• [Text]:
Gem Build Status Maintainability Test Coverage

μ-service (Micro::Service)

Create simple and powerful service objects.

The main goals of this project are:

  1. The smallest possible learning curve.
  2. Referential transparency and data integrity.
  3. No callbacks, compose a pipeline of service objects to represents complex business logic. (input >> process/transform >> output)

Required Ruby version

>= 2.2.0

Installation

Add this line to your application's Gemfile:

gem 'u-service'

And then execute:

$ bundle

Or install it yourself as:

$ gem install u-service

Usage

How to create a Service Object?

class Multiply < Micro::Service::Base
  attributes :a, :b

  def call!
    if a.is_a?(Numeric) && b.is_a?(Numeric)
      Success(a * b)
    else
      Failure(:invalid_data)
    end
  end
end

#====================#
# Calling a service  #
#====================#

result = Multiply.call(a: 2, b: 2)

• [Challenge 1]:
Using the μ-service text, answer these:
(a) What Ruby version does the project require?
(b) What command installs the gem without adding it to a Gemfile?
(c) In the Multiply example, what does call! return when a or b is not numeric?

• [The records]:
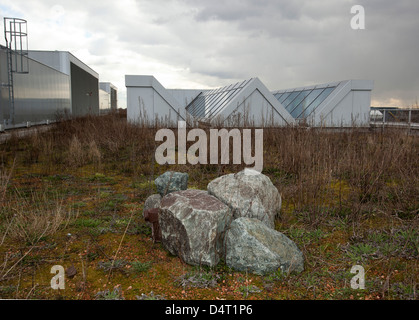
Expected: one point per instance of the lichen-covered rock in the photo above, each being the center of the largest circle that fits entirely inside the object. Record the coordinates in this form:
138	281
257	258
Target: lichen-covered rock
151	202
251	245
249	195
193	225
171	181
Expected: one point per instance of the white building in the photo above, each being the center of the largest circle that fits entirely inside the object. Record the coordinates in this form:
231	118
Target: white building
249	102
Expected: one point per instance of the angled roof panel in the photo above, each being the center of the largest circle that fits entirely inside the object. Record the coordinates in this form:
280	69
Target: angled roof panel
224	102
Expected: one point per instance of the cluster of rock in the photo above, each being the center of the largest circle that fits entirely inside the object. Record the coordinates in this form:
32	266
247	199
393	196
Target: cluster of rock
233	220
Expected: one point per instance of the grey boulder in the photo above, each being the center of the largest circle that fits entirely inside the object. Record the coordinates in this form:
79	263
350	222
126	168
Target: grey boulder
249	194
152	202
171	181
193	225
252	246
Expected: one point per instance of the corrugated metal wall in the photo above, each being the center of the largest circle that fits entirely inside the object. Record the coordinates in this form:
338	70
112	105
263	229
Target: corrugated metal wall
39	95
84	92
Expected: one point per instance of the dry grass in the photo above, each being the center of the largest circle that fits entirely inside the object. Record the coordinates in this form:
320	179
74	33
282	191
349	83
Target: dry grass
343	192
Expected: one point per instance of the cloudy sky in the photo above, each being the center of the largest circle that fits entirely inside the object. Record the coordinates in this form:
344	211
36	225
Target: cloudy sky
208	44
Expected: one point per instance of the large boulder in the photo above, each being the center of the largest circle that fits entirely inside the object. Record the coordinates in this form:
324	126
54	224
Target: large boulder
249	194
171	181
152	202
252	246
193	225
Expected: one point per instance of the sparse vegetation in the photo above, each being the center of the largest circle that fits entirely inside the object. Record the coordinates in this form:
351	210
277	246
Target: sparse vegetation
67	196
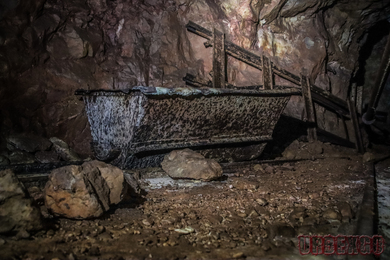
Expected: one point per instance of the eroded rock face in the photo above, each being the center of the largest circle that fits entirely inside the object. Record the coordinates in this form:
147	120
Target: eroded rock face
187	164
116	44
17	212
85	191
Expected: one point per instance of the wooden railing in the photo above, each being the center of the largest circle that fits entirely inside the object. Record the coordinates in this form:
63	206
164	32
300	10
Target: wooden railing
310	92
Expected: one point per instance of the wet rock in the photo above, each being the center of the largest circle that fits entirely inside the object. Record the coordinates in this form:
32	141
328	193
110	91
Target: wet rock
289	155
291	151
47	157
17	212
187	164
35	193
269	169
84	191
368	157
29	143
315	148
4	160
262	201
258	168
345	210
331	214
112	175
63	150
244	184
19	157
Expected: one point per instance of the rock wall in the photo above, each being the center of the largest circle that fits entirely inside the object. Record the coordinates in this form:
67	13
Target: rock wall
50	48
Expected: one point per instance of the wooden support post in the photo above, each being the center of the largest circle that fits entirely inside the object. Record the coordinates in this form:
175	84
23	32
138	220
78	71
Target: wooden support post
268	82
355	121
310	113
219	59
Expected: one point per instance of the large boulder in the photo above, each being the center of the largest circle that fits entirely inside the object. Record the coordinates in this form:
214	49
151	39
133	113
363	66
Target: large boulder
84	191
17	212
187	164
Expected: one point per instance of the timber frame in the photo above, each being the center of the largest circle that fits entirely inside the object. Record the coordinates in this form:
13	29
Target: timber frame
310	92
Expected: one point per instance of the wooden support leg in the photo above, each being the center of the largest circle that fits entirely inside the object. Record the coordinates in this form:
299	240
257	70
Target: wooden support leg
268	82
310	113
355	121
219	59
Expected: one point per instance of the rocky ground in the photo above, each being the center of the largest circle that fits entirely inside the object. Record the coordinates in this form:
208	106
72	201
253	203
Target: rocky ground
253	211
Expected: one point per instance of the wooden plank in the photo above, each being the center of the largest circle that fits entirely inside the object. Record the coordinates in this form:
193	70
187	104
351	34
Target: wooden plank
219	59
355	122
309	108
268	82
230	48
243	55
286	74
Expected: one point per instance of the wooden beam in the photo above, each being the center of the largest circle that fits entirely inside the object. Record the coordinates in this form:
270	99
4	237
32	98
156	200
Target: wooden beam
219	59
355	121
309	108
268	82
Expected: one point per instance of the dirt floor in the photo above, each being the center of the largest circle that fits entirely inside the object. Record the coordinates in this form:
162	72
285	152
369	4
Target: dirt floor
255	211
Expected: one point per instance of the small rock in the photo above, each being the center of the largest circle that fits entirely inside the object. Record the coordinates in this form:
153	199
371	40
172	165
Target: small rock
258	168
345	210
331	214
22	234
186	230
262	201
269	169
187	164
289	155
47	156
368	157
105	237
63	150
238	255
84	191
315	148
147	222
4	160
17	211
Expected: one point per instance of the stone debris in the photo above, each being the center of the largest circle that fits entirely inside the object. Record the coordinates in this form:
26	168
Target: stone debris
186	230
17	211
187	164
85	191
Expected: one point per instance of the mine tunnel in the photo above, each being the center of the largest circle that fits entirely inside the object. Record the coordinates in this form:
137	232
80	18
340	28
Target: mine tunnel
178	129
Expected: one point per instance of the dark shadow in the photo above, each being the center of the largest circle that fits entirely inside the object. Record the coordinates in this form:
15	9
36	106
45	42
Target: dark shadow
286	131
375	35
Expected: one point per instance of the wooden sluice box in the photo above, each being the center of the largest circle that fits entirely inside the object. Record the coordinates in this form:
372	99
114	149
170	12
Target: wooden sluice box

• [Challenge 2]:
Count the lines in the rows above that contain the string "metal", and reply with the number alone.

• [Written reply 1]:
(a) Ruby 2.2.0 or later.
(b) $ gem install u-service
(c) Failure(:invalid_data)

• [Written reply 2]:
2